GOAL -
Transcribe each entry below exactly. Pictures do not go in the copy.
--- BEGIN ROWS ---
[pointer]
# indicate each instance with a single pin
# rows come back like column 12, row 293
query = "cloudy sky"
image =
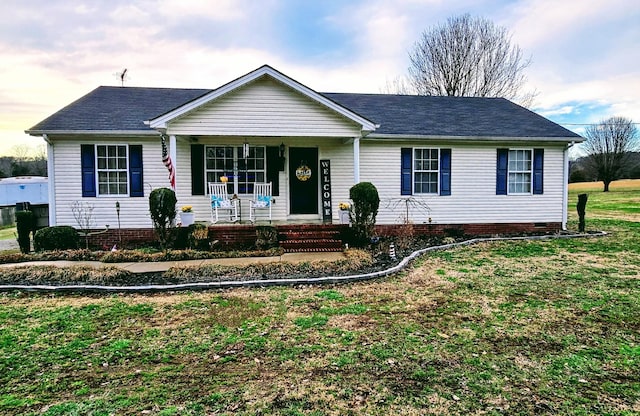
column 585, row 53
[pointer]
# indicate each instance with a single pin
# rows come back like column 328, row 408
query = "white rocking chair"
column 220, row 201
column 261, row 200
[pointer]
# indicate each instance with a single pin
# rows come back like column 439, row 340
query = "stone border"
column 279, row 282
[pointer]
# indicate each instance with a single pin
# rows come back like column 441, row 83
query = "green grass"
column 546, row 327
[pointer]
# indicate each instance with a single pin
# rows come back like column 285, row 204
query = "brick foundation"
column 243, row 236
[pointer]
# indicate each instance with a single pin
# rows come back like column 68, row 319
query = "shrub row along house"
column 480, row 164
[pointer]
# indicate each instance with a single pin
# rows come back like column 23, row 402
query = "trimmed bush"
column 363, row 214
column 60, row 237
column 162, row 206
column 266, row 237
column 25, row 224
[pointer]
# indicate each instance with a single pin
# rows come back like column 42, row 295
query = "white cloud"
column 218, row 10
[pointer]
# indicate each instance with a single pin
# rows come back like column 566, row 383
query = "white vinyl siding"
column 473, row 177
column 264, row 108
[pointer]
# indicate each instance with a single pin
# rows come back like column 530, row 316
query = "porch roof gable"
column 160, row 122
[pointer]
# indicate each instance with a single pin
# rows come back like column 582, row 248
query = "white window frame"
column 108, row 170
column 429, row 171
column 233, row 186
column 519, row 172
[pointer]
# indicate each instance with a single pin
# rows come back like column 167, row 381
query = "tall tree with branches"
column 608, row 146
column 469, row 57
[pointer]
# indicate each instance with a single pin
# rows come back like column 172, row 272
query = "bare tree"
column 608, row 145
column 400, row 85
column 469, row 57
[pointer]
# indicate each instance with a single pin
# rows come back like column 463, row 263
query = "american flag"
column 166, row 159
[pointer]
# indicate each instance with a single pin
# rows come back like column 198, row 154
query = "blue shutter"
column 406, row 184
column 88, row 168
column 538, row 167
column 135, row 171
column 445, row 172
column 502, row 171
column 197, row 169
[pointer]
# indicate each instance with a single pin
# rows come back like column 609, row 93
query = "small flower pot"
column 187, row 218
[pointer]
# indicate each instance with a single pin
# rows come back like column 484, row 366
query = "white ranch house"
column 442, row 161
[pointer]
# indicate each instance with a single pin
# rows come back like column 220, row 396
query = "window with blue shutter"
column 538, row 167
column 197, row 169
column 445, row 172
column 406, row 183
column 425, row 171
column 136, row 187
column 502, row 171
column 111, row 170
column 88, row 167
column 520, row 172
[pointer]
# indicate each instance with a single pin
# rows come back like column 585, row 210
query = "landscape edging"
column 281, row 282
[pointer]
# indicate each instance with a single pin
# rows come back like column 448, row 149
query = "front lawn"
column 544, row 327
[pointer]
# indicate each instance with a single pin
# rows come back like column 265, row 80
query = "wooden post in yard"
column 582, row 205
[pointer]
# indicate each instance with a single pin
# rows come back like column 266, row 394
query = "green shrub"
column 61, row 237
column 198, row 237
column 25, row 224
column 162, row 206
column 363, row 214
column 266, row 237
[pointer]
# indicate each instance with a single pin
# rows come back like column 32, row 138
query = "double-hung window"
column 230, row 161
column 425, row 171
column 520, row 171
column 111, row 170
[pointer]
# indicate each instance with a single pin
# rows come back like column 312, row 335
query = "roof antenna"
column 122, row 76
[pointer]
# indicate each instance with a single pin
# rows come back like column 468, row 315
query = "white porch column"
column 51, row 182
column 172, row 154
column 356, row 160
column 565, row 185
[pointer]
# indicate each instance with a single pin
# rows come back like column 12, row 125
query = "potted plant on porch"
column 187, row 216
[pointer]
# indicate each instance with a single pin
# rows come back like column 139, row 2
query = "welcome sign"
column 325, row 185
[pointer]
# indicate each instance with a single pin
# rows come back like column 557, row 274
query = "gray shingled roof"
column 449, row 116
column 125, row 109
column 116, row 109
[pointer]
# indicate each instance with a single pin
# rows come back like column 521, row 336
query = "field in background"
column 621, row 202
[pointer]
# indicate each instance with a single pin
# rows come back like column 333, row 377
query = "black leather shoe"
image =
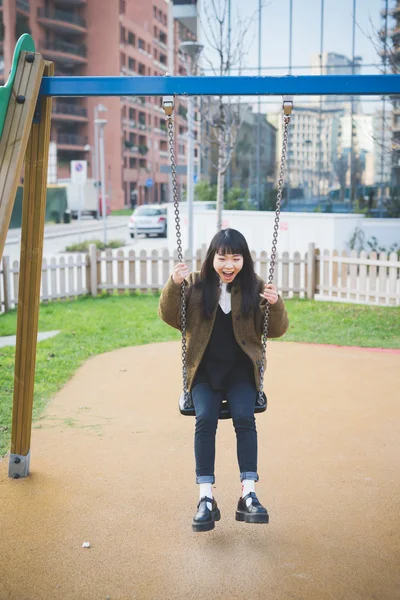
column 204, row 519
column 255, row 513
--- END ROWS ---
WRITTEN REPLY -
[pointer]
# indicate each instance with a single pin
# rows come back like column 12, row 293
query = "cloudy sky"
image =
column 585, row 53
[pointer]
# indicate each instance with a single pin
# rows come back like column 328, row 408
query = "white rocking chair"
column 220, row 201
column 261, row 200
[pointer]
# indicate each instance with a single pin
# rows come back like column 439, row 340
query = "stone border"
column 279, row 282
[pointer]
# indicate each instance with a single pin
# rows come back like column 441, row 83
query = "green grass"
column 546, row 327
[pointer]
# indicate each instance with a single pin
# rows come back like column 285, row 204
query = "brick foundation"
column 243, row 236
[pointer]
# indicate each instance with a single pin
# rows come back like column 68, row 319
query = "shrub row along house"
column 480, row 164
[pointer]
# indicate each instance with a single pin
# rows come back like column 23, row 402
query = "trimmed bush"
column 363, row 214
column 60, row 237
column 162, row 206
column 266, row 237
column 25, row 224
[pointer]
# indicate each instance with a single pin
# rows come back like column 42, row 295
query = "white cloud"
column 218, row 10
[pointer]
# indicate each instance with a single pin
# rows come back like column 566, row 383
query = "white vinyl siding"
column 473, row 177
column 264, row 108
[pointer]
# indicate each instance with a single pin
# rows come back like column 530, row 316
query = "porch roof gable"
column 160, row 122
[pointer]
# indicate each instance with a single pin
# rows come back like column 582, row 248
query = "white window frame"
column 108, row 170
column 429, row 171
column 233, row 186
column 519, row 172
[pointer]
# indicate each instance with a single pin
# rows come back like column 167, row 381
query = "tall tree with branches"
column 608, row 146
column 469, row 57
[pointer]
# indicate each instance with a single pin
# rows come back like column 172, row 272
query = "bare tree"
column 608, row 145
column 400, row 85
column 469, row 57
[pointer]
# indicate each instance with a single pin
# rows come back like column 463, row 263
query = "american flag"
column 166, row 159
[pointer]
# indicate each instance with a single pin
# rows come back like column 198, row 154
query = "blue shutter"
column 406, row 184
column 88, row 168
column 538, row 167
column 135, row 171
column 445, row 172
column 502, row 171
column 197, row 169
[pointer]
# indicate each instance with a single pin
# rows come back like column 609, row 93
query = "small flower pot"
column 187, row 218
[pointer]
# indicate each instance with a single pin
# rows come back like column 484, row 366
query = "white ranch house"
column 442, row 161
[pointer]
# indicate each instance with a single pin
# rows come back like column 220, row 396
query = "window with blue shutter"
column 538, row 167
column 197, row 169
column 445, row 172
column 406, row 183
column 425, row 171
column 136, row 187
column 502, row 171
column 111, row 170
column 88, row 167
column 520, row 172
[pointer]
# indicate each instance with a single pin
# rows come back like column 585, row 210
query = "landscape edging"
column 281, row 282
[pointer]
# indicate each instance with a single pin
# rows come back like column 448, row 149
query = "front lawn"
column 544, row 327
[pointer]
# indicate each instance with a single pin
# rows come back like column 265, row 80
query = "wooden post in yard"
column 582, row 205
[pointer]
# indicate each instance with a single pin
# rows come back like column 266, row 394
query = "green shrub"
column 61, row 237
column 198, row 237
column 25, row 224
column 162, row 206
column 363, row 214
column 266, row 237
[pointer]
# indicate each instance with a single pin
# rows come back like column 32, row 138
query = "double-hung window"
column 230, row 161
column 425, row 171
column 520, row 171
column 111, row 170
[pointer]
# indicate each instance with a single pin
# rows come back like column 312, row 335
query = "roof antenna"
column 122, row 76
[pointer]
# indicate each instance with a single pin
# rows come back like column 468, row 315
query = "white porch column"
column 51, row 182
column 172, row 154
column 356, row 160
column 565, row 185
[pointer]
# indicate each instance with a single pin
# rows come back like column 12, row 125
query = "potted plant on porch"
column 187, row 216
[pointer]
# indicate each instance with a single pin
# rows come back like column 139, row 2
query = "welcome sign"
column 325, row 185
[pointer]
# indicate each instance with a single pin
# rows come back like column 557, row 274
query = "gray shingled roof"
column 449, row 116
column 125, row 109
column 116, row 109
[pointer]
# indicate each instance with a single pin
# rows come back like column 521, row 336
query = "field in background"
column 621, row 202
[pointer]
# indicate each instance with a single pin
# rows come back like column 333, row 377
query = "black leather shoe"
image =
column 204, row 519
column 255, row 513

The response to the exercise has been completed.